━━ GIVEN RECORDS

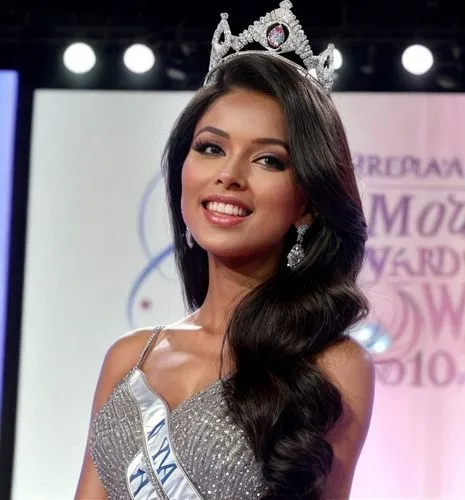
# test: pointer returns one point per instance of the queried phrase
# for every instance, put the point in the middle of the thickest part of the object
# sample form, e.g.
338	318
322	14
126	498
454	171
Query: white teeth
226	208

━━━━

I would like you to restate word for word the lines from the one with "# sample form, e.g." through the last line of the material above, and only those.

# sample form, e.g.
338	318
322	14
126	498
454	171
Query: white teeth
226	208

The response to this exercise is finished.